**INSTRUÇÃO A**
Liste as imagens que, segundo o trecho sobre Zuzu Angel, estampavam os vestidos do desfile-protesto em Nova York.
**INSTRUÇÃO B**
Prossiga com o trecho sobre Zuzu Angel, escrevendo o que viria logo depois da última frase.

**TRECHO FORNECIDO**
----
Seu filho Stuart, ao final dos anos 60, era estudante de economia e militante do Movimento Revolucionário 8 de Outubro (MR-8), opositor ao governo em época de ditadura no Brasil. Perseguido por militares, em 1970 ele entra para a lista de desaparecidos políticos. Sua mãe o procurou incessantemente durante anos, batendo de porta em porta em quartéis, e sua posição social fazia com que ela conseguisse entrar em contato com diferentes nomes de relevância, tanto na política brasileira quanto no exterior. Suplicou por respostas até para o próprio ex-presidente do Brasil, o ditador Ernesto Geisel. Alguns anos mais tarde, ela recebe uma carta de um homem que testemunhou o que haviam feito com seu filho - que de fato, prenderam e torturaram até a morte.
Em “Zuzu Angel - o filme” (2006), podemos entender melhor como se deu essa parte da história em mais detalhes, toda a jornada de busca e sofrimento de Zuzu na tentativa de encontrar seu filho, o direito de sepultá-lo (já que seu corpo nunca foi encontrado) e fazer justiça pelo fato ocorrido, além de se tornar porta-voz de outras mães que tiveram filhos presos ou assassinados.
No dia que se seguiu à descoberta de sua morte, Zuzu resolve usar o seu próprio trabalho para tentar ser ouvida de alguma forma: ela conseguiu fazer, de forma artística, sutil, forte e emocionante, um desfile-protesto (chamado O Anjo Desamparado) dentro do consulado brasileiro em Nova York, ao som da música Tristeza, de Vinícius de Moraes - burlando o decreto sobre falar mal do governo brasileiro fora do país. Dessa vez, seus vestidos não continham mais aquelas estampas alegres que falavam das belezas do nosso país, mas sim canhões e tanques de guerra, manchas vermelhas, pássaros pretos enjaulados com seus anjinhos tristes - em homenagem ao seu filho Stuart.
Desfile-protesto de Zuzu Angel em 1971 é encontrado nos arquivos da TV Cultura
O vestido branco com desenhos de estética infantil. Visto de longe, se parece como um vestido comum, mas observando os detalhes de perto pode-se perceber os canhões, aviões e os militares em meio às flores e o sol sorrindo feliz. Assim como era pintado o cenário brasileiro, de 1964 a 1985.
Detalhes do bordado do vestido, com o sketch ao lado - um militar segurando a arma em forma de desenho de criança.
----
**LISTA DE LINHAS**
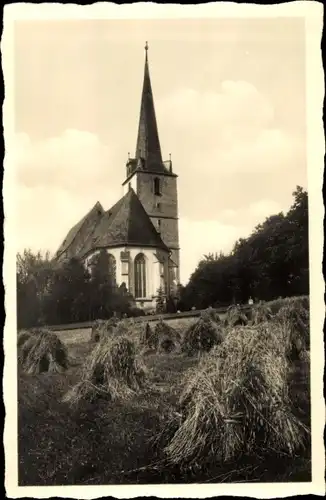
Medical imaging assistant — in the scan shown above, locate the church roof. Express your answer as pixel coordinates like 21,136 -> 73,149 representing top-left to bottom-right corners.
84,188 -> 168,253
57,188 -> 168,258
136,42 -> 167,173
56,202 -> 104,258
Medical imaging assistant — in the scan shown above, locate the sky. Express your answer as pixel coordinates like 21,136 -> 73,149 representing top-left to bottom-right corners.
14,17 -> 307,284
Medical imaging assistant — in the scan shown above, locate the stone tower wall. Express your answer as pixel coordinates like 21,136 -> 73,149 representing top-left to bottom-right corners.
136,172 -> 180,281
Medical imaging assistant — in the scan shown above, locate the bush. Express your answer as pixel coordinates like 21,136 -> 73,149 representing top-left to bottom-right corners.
18,329 -> 68,374
63,337 -> 146,405
182,317 -> 224,356
165,324 -> 309,465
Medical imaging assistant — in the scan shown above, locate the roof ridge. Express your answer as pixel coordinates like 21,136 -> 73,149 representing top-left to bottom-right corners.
56,201 -> 103,259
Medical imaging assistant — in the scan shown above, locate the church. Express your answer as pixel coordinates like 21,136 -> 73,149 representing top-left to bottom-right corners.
56,42 -> 180,310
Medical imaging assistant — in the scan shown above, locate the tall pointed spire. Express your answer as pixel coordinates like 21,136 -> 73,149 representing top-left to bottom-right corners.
136,42 -> 164,171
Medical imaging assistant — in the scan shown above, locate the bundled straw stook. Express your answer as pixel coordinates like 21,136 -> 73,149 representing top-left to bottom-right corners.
275,301 -> 310,360
17,330 -> 32,349
182,316 -> 224,356
165,324 -> 309,466
154,319 -> 181,353
251,302 -> 273,325
224,305 -> 248,328
140,323 -> 159,351
63,336 -> 146,405
91,318 -> 119,342
200,307 -> 221,324
18,329 -> 68,374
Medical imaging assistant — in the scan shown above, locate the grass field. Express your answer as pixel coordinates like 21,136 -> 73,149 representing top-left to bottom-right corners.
18,325 -> 310,486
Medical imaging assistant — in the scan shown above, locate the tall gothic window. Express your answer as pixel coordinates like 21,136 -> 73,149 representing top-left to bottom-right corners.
108,253 -> 117,284
134,253 -> 146,299
154,177 -> 161,196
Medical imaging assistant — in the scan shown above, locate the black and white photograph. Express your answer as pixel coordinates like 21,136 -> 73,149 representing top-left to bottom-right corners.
1,2 -> 325,498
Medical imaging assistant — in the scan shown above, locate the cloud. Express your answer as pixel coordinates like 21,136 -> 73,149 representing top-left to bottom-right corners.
15,129 -> 118,194
249,200 -> 282,220
157,81 -> 298,175
15,130 -> 122,252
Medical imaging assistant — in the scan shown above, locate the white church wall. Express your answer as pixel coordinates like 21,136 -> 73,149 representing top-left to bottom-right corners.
85,247 -> 169,309
123,175 -> 137,195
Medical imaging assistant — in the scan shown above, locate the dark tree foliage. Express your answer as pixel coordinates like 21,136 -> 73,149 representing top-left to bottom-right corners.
16,250 -> 133,328
178,186 -> 309,310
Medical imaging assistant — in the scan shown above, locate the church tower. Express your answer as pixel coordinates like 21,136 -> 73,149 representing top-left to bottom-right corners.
123,42 -> 180,285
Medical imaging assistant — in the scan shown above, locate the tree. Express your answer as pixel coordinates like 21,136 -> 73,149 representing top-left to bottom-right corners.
156,287 -> 166,314
180,186 -> 309,309
16,249 -> 56,328
44,258 -> 91,324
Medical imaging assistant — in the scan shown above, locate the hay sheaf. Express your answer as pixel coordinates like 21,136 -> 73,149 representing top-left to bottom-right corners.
182,317 -> 224,356
18,329 -> 68,374
63,337 -> 146,405
17,330 -> 32,349
91,318 -> 119,342
200,307 -> 221,324
224,305 -> 248,328
275,301 -> 310,360
251,302 -> 273,325
154,319 -> 181,353
165,324 -> 309,465
140,323 -> 159,351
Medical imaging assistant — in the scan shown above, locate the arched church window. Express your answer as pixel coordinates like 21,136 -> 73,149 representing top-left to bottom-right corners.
154,177 -> 161,196
108,253 -> 117,283
134,253 -> 146,299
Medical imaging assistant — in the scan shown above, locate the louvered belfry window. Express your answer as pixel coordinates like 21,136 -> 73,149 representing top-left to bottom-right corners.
135,253 -> 146,299
108,254 -> 117,284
----
**RESPOSTA A**
- canhões
- tanques de guerra
- manchas vermelhas
- pássaros pretos enjaulados
- anjinhos tristes

**RESPOSTA B**
Como uma crítica política, o desfile foi realizado no consulado (considerado território brasileiro), sendo essa uma estratégia para desviar a possibilidade de ser enquadrada na Lei de Segurança Nacional - uma lei que tinha como objetivo proteger o Estado contra um “inimigo interno”, que poderia ser aplicada a qualquer pessoa considerada desobedecendo a ordem do regime militar. Felizmente, a crítica de moda internacional captou o recado e no dia seguinte, a manchete era: “Designer de moda pede pelo filho desaparecido”.
“Há quatro meses, quando comecei a pensar nela, eu me inspirei nas flores coloridas e nos belos pássaros do meu país. Mas, então, de repente, esse pesadelo entrou em minha vida e as flores perderam o colorido, os pássaros enlouqueceram e produzi uma coleção com enredo político. É a primeira vez, em toda a história da moda, que isto acontece. Assim, espero que essa noite conseguirei fazê-los pensar no assunto, com esta coleção.”
Nesse desfile, Zuzu sobe na passarela com um vestido preto com diversas cruzes penduradas. Um contraste bem evidente a todos os seus desfiles anteriores.
“Eu continuarei a bater em todas as portas e anunciarei ao mundo, com a minha moda, o que está acontecendo no Brasil. É essa a minha arma.”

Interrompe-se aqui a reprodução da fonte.